Reproduce the listing below word for word, from its first line through the line containing "[300,94,464,333]". Leave the pictures out of your answer.
════
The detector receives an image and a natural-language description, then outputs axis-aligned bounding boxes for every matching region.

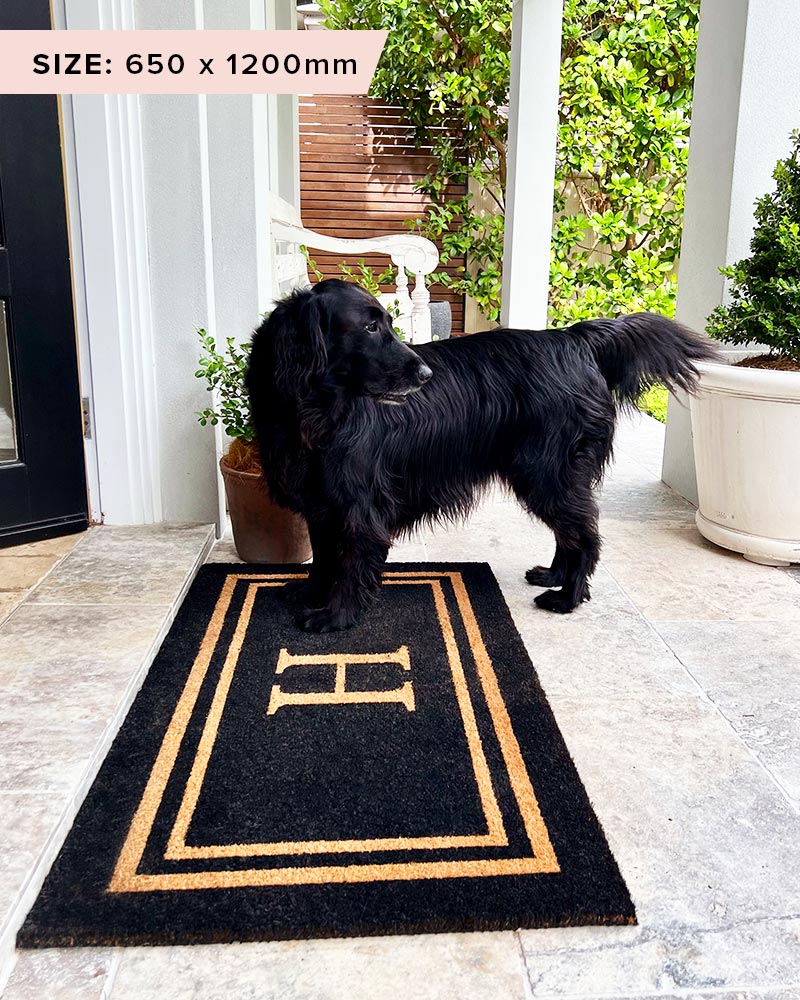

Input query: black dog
[247,281,715,632]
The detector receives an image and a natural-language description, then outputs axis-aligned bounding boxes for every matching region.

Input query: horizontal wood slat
[300,94,464,333]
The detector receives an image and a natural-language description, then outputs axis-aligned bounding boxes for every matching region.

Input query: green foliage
[707,131,800,360]
[550,0,700,325]
[194,329,256,442]
[639,385,669,424]
[320,0,511,319]
[322,0,699,324]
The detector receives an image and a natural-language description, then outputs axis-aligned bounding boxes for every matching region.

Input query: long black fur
[247,281,715,631]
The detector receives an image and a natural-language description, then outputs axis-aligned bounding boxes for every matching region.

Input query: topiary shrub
[706,131,800,367]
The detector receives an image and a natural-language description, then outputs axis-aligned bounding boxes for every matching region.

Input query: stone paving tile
[608,984,800,1000]
[0,549,60,593]
[599,463,696,534]
[2,531,86,556]
[0,590,25,623]
[657,622,800,808]
[601,517,800,621]
[110,932,525,1000]
[0,602,169,728]
[28,524,212,606]
[2,948,114,1000]
[520,698,800,997]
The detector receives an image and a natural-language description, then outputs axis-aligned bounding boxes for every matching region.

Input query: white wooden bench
[270,195,439,344]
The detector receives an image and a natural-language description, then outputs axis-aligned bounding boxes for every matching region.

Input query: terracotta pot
[219,458,311,563]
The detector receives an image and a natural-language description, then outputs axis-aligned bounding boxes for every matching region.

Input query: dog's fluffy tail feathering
[570,313,719,404]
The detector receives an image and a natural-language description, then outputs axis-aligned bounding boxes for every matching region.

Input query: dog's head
[267,279,432,404]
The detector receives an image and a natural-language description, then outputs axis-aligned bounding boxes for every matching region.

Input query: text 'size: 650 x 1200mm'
[33,52,357,76]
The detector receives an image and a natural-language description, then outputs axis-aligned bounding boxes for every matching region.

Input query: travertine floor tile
[3,948,113,1000]
[29,524,212,606]
[601,517,800,621]
[656,621,800,807]
[0,549,60,593]
[111,932,525,1000]
[520,698,800,997]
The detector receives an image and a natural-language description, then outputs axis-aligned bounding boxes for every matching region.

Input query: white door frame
[52,0,161,524]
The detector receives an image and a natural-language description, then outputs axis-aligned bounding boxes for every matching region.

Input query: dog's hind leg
[534,494,601,614]
[281,521,338,608]
[525,542,567,587]
[512,462,601,614]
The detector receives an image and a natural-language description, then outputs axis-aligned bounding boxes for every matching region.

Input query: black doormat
[18,563,635,947]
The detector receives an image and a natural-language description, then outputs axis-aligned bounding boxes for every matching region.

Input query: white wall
[58,0,297,524]
[662,0,800,503]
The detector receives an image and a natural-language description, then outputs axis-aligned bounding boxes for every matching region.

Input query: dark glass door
[0,0,88,546]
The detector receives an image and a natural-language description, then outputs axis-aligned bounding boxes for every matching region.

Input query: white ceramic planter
[691,364,800,566]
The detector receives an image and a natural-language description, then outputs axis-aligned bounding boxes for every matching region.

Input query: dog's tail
[569,313,719,404]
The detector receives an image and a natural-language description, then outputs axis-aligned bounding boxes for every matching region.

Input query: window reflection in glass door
[0,299,18,462]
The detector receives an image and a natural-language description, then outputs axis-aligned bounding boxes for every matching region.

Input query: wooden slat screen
[300,94,464,334]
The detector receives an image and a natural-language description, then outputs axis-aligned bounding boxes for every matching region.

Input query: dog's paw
[525,566,564,587]
[533,584,592,615]
[533,590,576,615]
[296,608,356,632]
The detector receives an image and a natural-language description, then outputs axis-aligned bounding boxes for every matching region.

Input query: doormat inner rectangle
[18,563,635,947]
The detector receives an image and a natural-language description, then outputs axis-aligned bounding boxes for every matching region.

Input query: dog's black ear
[268,292,330,447]
[269,292,328,403]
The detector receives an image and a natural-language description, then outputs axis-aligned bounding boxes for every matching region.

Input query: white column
[501,0,563,329]
[662,0,800,503]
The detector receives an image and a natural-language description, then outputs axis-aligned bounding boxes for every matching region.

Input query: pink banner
[0,30,386,94]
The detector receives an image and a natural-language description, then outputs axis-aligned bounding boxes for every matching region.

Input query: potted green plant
[195,330,311,563]
[691,132,800,565]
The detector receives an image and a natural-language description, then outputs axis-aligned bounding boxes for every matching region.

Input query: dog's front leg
[297,533,389,632]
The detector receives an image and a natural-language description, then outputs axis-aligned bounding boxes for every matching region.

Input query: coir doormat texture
[18,563,635,947]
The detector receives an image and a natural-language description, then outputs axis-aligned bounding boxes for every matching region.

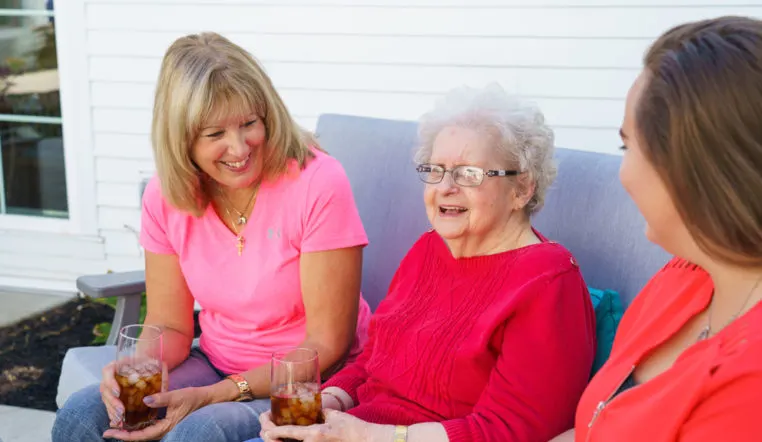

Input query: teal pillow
[588,287,624,375]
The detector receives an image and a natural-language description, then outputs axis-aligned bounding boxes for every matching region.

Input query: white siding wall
[14,0,762,294]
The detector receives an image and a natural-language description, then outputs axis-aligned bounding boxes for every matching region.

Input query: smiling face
[619,73,697,257]
[191,110,267,189]
[424,126,525,248]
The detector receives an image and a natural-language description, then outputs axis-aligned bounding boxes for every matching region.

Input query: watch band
[227,374,254,402]
[321,391,347,411]
[394,425,407,442]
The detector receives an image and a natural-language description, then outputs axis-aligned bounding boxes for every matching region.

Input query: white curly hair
[415,83,557,215]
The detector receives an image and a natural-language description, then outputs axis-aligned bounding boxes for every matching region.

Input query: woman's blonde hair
[636,17,762,268]
[151,32,319,216]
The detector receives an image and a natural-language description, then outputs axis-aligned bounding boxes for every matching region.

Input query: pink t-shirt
[140,151,371,373]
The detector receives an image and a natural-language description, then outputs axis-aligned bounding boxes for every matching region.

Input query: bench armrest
[77,271,146,345]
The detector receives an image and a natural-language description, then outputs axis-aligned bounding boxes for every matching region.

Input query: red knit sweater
[325,232,595,442]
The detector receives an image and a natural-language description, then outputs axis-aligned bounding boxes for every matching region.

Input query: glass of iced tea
[270,348,324,442]
[115,325,164,431]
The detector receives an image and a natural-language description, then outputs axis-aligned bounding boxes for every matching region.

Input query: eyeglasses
[415,164,521,187]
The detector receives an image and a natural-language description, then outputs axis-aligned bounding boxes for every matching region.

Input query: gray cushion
[316,115,668,307]
[56,339,198,408]
[56,345,116,408]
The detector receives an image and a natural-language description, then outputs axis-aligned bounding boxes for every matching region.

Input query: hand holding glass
[115,325,166,431]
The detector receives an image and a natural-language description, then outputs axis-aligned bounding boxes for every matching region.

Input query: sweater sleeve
[677,371,762,442]
[442,269,595,442]
[323,318,375,406]
[323,255,409,405]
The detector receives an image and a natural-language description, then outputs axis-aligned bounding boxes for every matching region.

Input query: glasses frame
[415,163,521,187]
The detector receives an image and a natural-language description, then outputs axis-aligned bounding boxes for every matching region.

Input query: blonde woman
[53,33,370,442]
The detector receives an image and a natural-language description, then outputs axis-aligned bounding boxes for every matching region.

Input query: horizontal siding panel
[93,133,153,161]
[86,0,762,9]
[92,108,151,135]
[0,231,104,260]
[90,57,638,98]
[106,255,145,272]
[0,269,77,299]
[96,183,140,209]
[0,251,106,277]
[101,229,143,258]
[87,31,651,69]
[554,127,622,154]
[98,206,140,231]
[92,83,624,130]
[86,4,762,38]
[95,158,155,184]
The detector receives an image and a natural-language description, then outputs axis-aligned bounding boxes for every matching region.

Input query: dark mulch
[0,298,198,411]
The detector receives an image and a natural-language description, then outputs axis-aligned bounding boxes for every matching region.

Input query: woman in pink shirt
[53,33,370,442]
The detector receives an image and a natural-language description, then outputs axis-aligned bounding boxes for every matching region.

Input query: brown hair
[635,17,762,267]
[151,32,320,216]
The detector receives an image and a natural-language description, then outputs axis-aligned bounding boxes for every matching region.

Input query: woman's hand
[259,409,394,442]
[103,387,209,441]
[100,362,124,427]
[320,394,342,411]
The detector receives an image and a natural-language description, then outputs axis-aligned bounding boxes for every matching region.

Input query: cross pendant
[697,325,711,341]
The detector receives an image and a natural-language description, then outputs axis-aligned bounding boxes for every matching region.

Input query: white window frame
[0,0,98,235]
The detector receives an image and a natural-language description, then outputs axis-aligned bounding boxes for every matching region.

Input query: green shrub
[93,292,146,345]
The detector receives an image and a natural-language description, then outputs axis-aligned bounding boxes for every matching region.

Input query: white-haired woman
[53,33,370,442]
[254,85,595,442]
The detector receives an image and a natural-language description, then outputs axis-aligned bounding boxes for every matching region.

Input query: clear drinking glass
[115,325,165,431]
[270,348,324,442]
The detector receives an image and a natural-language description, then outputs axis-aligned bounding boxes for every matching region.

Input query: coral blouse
[575,259,762,442]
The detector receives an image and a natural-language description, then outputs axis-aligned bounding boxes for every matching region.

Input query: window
[0,0,69,219]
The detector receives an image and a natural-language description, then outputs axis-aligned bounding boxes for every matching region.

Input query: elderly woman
[53,34,370,442]
[260,86,595,442]
[557,17,762,442]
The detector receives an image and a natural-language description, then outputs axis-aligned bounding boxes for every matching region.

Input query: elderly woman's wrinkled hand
[259,410,394,442]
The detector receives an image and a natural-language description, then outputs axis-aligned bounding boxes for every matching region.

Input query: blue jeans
[52,349,270,442]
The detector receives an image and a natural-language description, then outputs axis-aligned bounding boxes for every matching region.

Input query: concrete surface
[0,405,56,442]
[0,289,72,328]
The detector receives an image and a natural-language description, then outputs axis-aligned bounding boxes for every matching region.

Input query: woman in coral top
[556,17,762,442]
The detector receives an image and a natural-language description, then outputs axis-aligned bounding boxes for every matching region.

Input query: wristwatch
[227,374,254,402]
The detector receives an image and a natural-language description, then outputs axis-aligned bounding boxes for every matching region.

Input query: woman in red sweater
[557,17,762,442]
[261,85,595,442]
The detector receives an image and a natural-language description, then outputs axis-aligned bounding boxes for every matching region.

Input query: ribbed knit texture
[325,232,595,442]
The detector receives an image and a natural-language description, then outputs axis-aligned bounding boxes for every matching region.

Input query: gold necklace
[225,207,246,256]
[218,184,259,226]
[696,276,762,341]
[217,184,259,256]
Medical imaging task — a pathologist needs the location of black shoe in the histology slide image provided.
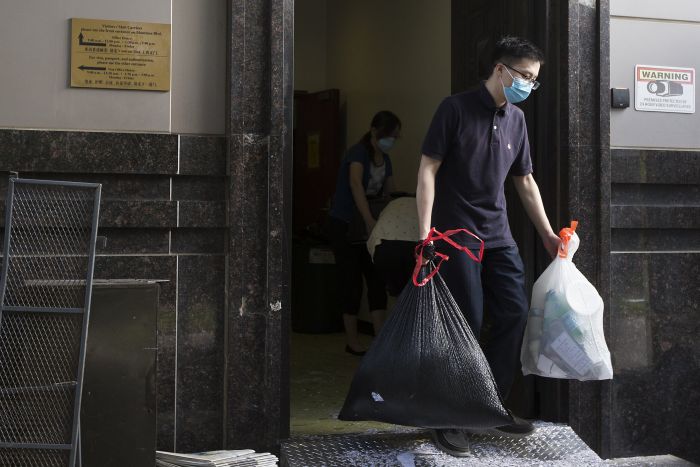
════
#### The completed task
The detector receives an image and a natural-language description, then outputs axis-aligned bounding boxes for every matching region.


Input query: black dog
[247,281,715,632]
The detector receives an image and a natural-language description, then outputs axis-aligned bounding boxes for every matching region.

Input query: horizontal wood slat
[300,94,464,333]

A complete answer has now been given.